**Work to be completed**
Convert the lines from the first one through the line containing "M791 0L752 28L752", both included, into a numbered list, omitting any blank lines.
BEGIN Source records
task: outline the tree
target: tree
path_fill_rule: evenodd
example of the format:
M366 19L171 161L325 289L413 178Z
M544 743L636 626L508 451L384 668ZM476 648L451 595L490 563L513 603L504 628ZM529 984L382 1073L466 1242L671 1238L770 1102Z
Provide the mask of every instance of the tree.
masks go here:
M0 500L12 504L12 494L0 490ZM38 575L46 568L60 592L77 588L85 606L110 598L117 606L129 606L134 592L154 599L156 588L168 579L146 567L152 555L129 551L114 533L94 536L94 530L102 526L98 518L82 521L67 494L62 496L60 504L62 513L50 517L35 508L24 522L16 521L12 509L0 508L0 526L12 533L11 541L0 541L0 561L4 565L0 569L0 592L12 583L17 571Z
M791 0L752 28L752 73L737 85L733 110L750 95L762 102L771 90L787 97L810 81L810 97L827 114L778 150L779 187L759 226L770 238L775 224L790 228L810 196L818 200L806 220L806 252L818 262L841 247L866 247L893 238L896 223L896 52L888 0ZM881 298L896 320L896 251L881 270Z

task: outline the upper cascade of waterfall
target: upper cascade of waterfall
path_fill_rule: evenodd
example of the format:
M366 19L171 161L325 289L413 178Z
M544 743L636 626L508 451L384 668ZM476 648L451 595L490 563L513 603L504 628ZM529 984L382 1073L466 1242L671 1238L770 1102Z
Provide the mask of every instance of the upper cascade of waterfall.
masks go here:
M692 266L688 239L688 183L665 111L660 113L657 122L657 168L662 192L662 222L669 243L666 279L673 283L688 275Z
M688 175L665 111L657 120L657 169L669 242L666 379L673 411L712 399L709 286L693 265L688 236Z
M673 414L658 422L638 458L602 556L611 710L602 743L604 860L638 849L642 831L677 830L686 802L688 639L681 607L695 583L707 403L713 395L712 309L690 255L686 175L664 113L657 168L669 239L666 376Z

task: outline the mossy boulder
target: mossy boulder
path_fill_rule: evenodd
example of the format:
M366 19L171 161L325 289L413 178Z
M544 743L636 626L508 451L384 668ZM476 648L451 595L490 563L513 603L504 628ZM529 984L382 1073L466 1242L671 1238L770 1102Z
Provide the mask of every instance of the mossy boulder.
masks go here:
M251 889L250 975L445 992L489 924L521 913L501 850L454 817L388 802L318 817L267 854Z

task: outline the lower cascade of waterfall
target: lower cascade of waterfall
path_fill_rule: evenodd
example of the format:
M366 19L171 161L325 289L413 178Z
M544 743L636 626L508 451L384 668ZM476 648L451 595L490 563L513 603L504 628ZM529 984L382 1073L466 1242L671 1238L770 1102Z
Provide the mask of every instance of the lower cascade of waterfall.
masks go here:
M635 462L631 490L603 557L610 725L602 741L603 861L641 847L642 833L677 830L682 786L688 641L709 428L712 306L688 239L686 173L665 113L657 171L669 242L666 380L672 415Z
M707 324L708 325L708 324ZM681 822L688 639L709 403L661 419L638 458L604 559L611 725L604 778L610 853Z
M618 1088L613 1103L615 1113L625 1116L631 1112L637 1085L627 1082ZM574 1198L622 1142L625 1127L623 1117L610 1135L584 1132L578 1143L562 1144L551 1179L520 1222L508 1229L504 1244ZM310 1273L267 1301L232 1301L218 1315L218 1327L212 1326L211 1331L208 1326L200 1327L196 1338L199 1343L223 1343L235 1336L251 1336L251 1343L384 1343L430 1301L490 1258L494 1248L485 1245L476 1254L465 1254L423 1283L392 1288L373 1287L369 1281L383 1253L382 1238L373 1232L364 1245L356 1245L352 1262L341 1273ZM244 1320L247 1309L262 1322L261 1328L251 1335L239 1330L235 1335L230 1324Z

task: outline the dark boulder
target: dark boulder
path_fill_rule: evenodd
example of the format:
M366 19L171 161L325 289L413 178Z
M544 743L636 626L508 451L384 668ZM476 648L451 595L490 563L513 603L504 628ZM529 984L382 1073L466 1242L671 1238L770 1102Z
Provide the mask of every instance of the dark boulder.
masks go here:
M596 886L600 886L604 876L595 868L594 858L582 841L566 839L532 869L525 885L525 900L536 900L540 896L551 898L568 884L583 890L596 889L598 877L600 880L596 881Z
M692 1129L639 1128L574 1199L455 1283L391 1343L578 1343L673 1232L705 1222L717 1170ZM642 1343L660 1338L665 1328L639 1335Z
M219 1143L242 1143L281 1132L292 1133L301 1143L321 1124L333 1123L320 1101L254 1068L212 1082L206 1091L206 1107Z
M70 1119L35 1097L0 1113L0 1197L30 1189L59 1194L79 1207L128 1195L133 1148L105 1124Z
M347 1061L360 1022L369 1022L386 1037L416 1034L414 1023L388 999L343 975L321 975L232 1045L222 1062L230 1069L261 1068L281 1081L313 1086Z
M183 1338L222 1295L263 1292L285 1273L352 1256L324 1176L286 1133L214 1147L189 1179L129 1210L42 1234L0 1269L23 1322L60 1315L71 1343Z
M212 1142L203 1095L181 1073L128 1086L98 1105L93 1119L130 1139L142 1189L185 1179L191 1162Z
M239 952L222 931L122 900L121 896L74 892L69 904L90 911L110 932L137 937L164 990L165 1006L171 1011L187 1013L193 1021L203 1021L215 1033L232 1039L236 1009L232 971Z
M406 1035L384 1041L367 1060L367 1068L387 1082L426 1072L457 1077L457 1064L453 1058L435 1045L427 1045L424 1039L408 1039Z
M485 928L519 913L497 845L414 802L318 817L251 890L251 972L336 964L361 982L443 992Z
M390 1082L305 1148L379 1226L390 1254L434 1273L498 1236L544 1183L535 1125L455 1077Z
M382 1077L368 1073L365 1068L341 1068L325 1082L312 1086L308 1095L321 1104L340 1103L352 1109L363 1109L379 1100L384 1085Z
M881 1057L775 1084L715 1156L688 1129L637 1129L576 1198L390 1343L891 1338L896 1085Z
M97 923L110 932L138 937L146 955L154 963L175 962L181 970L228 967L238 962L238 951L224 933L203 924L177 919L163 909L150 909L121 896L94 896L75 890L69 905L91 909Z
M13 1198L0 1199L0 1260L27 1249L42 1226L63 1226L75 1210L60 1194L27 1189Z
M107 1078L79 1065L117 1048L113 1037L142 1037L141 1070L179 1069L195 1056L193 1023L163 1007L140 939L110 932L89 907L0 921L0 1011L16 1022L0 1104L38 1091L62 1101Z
END Source records
**Expected output**
1. task: outline the tree
2. target: tree
3. path_fill_rule: evenodd
4. example of the format:
5. M366 19L171 161L325 289L413 178Z
6. M544 743L636 626L508 451L384 668ZM476 648L451 595L490 563L513 603L504 628ZM529 984L382 1073L466 1242L671 1238L770 1102Z
7. Provide the mask of every instance of the tree.
8. masks go here:
9. M0 500L12 504L12 494L0 490ZM38 575L46 568L60 592L77 588L85 606L110 598L117 606L129 606L134 592L154 599L156 588L168 579L146 567L152 555L129 551L114 533L94 536L94 530L102 526L98 518L82 521L67 494L62 496L60 504L62 513L50 517L35 508L24 522L16 521L12 509L0 508L0 526L12 533L11 541L0 541L0 561L4 565L0 569L0 592L12 583L17 571Z
10. M791 0L752 28L752 73L737 85L733 110L750 95L762 102L771 90L787 97L810 81L810 97L827 114L778 150L779 187L759 226L770 238L775 224L790 228L810 196L818 200L806 220L806 252L818 262L841 247L866 247L893 238L896 223L896 52L888 0ZM881 298L896 320L896 251L881 270Z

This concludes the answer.